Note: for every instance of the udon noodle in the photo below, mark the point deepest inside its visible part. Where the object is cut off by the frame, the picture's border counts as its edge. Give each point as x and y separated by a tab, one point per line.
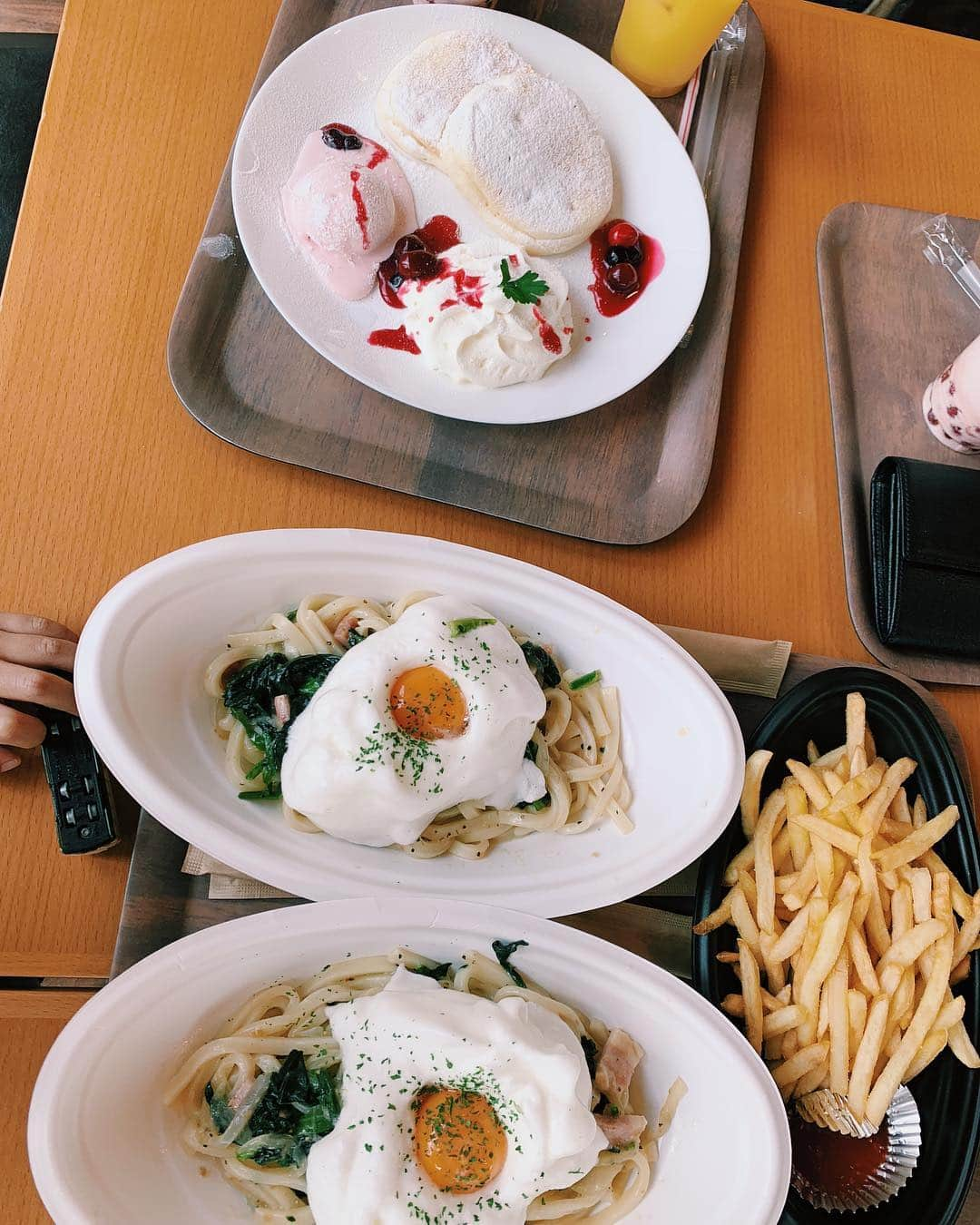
287	1017
577	745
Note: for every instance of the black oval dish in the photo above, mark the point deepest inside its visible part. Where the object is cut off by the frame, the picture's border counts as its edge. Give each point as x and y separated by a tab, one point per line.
948	1094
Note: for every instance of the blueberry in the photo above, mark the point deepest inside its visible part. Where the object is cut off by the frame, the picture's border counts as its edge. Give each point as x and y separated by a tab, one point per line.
622	255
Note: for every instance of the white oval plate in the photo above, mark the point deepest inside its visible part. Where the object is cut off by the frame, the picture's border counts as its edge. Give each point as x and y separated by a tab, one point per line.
139	683
336	76
103	1148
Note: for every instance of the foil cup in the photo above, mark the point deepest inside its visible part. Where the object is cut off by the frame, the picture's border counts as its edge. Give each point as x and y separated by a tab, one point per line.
904	1142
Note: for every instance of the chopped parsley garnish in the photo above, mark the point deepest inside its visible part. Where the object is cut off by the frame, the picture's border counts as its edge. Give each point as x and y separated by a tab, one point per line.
528	289
584	680
465	623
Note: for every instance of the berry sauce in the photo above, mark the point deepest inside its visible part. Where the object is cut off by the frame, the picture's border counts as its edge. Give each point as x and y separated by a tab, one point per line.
549	336
394	338
435	237
359	207
647	256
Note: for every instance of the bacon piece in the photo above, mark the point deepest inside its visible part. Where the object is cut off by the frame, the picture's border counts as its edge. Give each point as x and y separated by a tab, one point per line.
622	1130
343	629
618	1063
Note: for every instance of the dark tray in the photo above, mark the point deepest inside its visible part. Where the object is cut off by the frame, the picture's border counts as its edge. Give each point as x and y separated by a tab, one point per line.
891	324
627	473
947	1094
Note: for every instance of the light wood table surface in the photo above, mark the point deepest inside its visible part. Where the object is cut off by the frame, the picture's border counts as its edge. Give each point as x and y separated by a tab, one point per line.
101	468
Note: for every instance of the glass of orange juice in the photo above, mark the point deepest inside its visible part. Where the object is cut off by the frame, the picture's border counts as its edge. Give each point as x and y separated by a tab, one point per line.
659	43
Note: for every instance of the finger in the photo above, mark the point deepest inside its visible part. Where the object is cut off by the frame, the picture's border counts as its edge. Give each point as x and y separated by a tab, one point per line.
20	729
37	651
31	685
22	622
7	761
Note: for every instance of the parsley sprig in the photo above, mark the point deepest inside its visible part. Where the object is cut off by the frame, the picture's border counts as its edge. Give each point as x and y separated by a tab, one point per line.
527	289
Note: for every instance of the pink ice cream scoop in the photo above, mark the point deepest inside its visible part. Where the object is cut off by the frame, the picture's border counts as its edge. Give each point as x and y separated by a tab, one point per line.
346	202
952	402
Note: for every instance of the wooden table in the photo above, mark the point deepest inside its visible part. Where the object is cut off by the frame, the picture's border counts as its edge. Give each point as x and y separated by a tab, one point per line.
102	469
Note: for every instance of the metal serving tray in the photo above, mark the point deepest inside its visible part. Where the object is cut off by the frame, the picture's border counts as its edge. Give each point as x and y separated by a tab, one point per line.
629	473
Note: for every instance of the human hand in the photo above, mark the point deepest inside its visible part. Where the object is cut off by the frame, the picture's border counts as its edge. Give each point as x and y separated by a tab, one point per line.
28	646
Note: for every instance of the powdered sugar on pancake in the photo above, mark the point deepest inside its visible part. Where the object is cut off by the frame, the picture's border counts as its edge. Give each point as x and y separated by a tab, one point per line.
426	86
521	147
525	151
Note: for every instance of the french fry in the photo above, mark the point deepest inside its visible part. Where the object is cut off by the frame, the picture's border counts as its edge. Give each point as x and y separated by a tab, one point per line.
750	800
854	721
810	781
916	844
968	934
765	871
837	1010
819	827
805	1060
921	1023
857	1022
859	788
793	936
830	941
849	941
811	1081
860	959
867	1056
926	1053
751	996
745	923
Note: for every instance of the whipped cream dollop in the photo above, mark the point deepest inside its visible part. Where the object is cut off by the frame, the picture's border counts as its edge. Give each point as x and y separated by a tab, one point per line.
346	206
476	324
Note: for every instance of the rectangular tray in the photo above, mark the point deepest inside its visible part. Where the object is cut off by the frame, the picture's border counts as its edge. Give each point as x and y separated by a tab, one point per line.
891	324
627	473
162	904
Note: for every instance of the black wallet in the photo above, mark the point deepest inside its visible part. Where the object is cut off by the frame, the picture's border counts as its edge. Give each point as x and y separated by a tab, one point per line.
925	555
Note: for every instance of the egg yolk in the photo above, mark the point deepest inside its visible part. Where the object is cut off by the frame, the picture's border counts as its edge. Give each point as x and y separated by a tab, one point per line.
459	1143
427	703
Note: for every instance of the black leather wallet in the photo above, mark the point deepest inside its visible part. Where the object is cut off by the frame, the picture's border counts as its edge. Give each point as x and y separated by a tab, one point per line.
925	555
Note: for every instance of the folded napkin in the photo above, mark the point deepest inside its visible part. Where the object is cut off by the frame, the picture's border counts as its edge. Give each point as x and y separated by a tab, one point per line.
740	665
925	555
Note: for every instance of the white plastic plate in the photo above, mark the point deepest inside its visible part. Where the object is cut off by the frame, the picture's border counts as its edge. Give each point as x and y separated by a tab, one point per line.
139	682
335	77
103	1147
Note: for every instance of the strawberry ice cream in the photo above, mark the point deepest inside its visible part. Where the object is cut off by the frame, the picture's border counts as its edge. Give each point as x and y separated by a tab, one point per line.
346	202
952	402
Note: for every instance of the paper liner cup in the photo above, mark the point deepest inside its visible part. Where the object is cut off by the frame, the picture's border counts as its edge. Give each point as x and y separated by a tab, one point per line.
904	1142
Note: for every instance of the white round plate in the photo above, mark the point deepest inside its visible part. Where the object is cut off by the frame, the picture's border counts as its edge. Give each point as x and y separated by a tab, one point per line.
335	77
104	1148
139	681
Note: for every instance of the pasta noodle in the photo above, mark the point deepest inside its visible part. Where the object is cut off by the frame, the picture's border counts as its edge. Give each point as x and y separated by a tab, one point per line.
283	1018
577	746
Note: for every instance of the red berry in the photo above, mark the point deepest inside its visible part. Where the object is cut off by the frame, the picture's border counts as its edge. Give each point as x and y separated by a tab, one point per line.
623	234
622	279
416	265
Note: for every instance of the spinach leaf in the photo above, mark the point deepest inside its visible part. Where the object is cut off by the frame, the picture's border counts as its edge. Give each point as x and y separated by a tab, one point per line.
542	664
436	972
250	695
504	951
220	1112
298	1104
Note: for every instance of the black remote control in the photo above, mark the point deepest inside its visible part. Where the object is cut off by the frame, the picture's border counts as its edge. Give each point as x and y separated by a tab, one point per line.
83	811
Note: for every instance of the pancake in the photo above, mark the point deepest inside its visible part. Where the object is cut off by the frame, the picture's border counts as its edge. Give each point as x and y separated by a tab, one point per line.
426	87
524	151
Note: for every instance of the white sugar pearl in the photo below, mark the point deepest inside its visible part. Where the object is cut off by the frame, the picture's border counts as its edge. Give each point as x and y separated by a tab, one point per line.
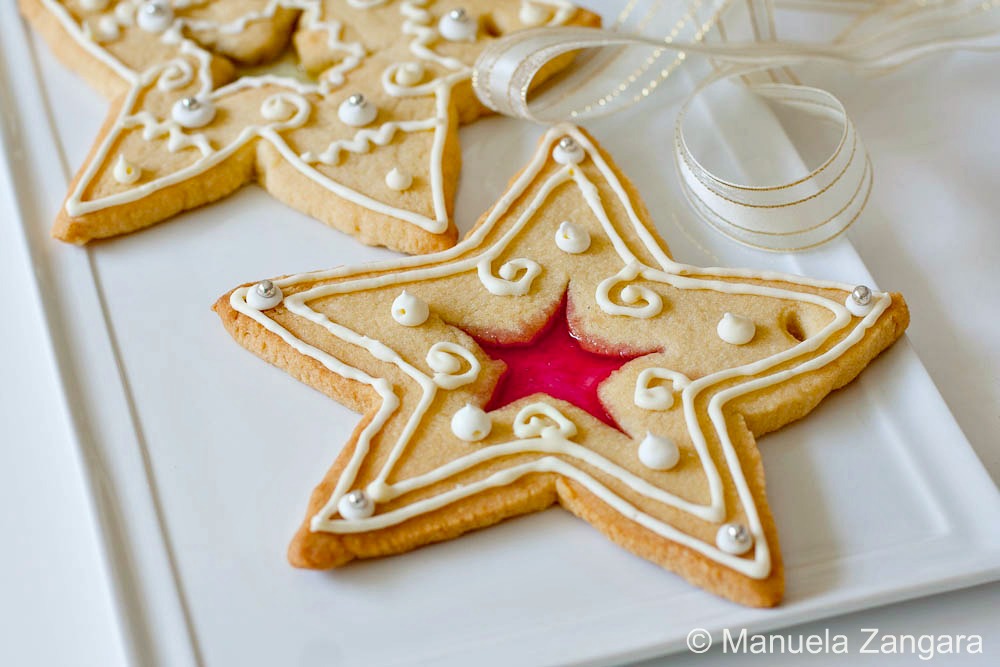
190	112
572	238
568	151
264	295
357	111
736	329
355	505
410	310
458	26
471	423
125	172
658	452
734	538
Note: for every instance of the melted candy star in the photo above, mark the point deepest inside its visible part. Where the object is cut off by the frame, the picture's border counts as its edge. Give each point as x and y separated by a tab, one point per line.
680	484
556	364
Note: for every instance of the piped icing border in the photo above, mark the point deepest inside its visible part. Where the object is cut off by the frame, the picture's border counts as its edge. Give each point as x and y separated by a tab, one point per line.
551	432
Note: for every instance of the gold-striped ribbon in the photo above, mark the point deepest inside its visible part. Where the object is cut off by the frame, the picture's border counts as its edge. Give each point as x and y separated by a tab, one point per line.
622	65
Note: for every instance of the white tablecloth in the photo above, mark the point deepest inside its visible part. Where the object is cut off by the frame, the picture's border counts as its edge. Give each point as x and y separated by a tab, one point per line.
932	230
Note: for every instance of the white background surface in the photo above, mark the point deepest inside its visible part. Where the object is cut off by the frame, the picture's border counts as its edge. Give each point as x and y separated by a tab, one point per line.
930	230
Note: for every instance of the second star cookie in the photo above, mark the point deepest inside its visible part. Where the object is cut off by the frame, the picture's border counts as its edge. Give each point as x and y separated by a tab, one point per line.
560	355
361	133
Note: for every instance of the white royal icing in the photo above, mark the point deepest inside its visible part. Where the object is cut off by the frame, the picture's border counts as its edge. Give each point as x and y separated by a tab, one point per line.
736	329
637	300
278	107
658	397
536	429
154	16
192	113
410	310
356	114
453	365
398	179
569	154
572	238
658	452
125	172
471	423
462	29
418	23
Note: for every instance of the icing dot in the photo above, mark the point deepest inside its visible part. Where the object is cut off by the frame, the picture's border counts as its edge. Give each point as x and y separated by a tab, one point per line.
277	108
458	26
264	295
736	329
356	111
471	423
410	310
568	151
154	16
355	505
107	29
191	112
734	538
658	452
125	172
409	74
398	180
572	238
859	301
532	14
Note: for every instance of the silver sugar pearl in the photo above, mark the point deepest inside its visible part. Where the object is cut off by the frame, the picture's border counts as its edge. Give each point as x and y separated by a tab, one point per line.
266	289
738	533
357	498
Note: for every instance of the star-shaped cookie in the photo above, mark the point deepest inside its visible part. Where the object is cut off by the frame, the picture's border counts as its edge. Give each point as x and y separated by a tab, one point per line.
699	362
361	134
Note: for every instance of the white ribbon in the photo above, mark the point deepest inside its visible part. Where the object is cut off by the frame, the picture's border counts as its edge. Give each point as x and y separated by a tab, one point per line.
781	217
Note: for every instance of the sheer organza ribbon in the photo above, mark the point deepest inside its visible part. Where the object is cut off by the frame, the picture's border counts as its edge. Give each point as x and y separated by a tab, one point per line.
800	214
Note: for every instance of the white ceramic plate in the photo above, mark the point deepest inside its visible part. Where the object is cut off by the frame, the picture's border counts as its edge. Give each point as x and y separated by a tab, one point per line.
877	495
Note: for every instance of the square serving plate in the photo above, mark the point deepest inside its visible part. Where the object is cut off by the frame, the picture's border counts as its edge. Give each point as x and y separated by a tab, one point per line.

_ _ _

## [Exercise instructions]
All lines from the one containing "Note: for every instance of the white ribbon" through the final line of the listing above are to be reproduced exactly; include both and add nothing.

## [Problem solution]
Note: for every instance of the white ribbon in the photo above, mark the point deepest inside its visible part. Where the object is cut off by the frame, the picture's border counts as its edge. Give each point as x and y separated by a tab, one point per line.
781	217
Note: for every instance of the sheer organza ribbon in the photo above, mark the point deepest inside its visible part. Where the object is cut off by the frame, the picture's border counts as its edge. Give each point as x and y separated by a tab, one point per line.
800	214
Note: for every instance of the white ceramic plate in the photo above, mark the point deepest inside its visible part. Where the object is cut off by the frame, the picture's border counts as its edge. Give each point as x and y separated by a tab, one point per line.
877	495
Note: for every instance of the square serving plate in the photo above, mark the point deepest inside its visible part. Where the object is cut off by the frame, the picture's border counts as its edge. Give each point as x and y separated by a tab, one point per line.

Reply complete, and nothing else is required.